Stored items from a collection
※ ※ ※

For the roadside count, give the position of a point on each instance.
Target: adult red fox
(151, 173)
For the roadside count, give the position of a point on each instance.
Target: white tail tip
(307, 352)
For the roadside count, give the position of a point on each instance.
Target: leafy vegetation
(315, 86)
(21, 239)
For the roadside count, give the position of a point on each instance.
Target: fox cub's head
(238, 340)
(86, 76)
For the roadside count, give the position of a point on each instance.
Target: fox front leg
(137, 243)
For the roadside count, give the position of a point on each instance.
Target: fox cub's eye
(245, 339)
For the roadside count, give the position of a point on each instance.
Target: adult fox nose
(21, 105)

※ ※ ※

Assignment. Could you output every record above exactly as written?

Answer box.
For the roadside count, give the position of a point on each instance.
Target: adult red fox
(151, 173)
For the roadside count, give the position of a point on each instance.
Target: white tail tip
(307, 352)
For the roadside count, give the position of a point on each instance.
Target: leafy vegetation
(315, 86)
(21, 239)
For the roadside count, give the position of a point on each instance.
Target: fox cub's head
(238, 340)
(86, 76)
For the roadside count, give the position of a point on each instance.
Target: fox front leg
(137, 243)
For the roadside count, give the position of a point on each instance.
Target: fox cub's eye
(245, 339)
For the roadside count, give the position of a point on each instance.
Target: adult fox nose
(21, 105)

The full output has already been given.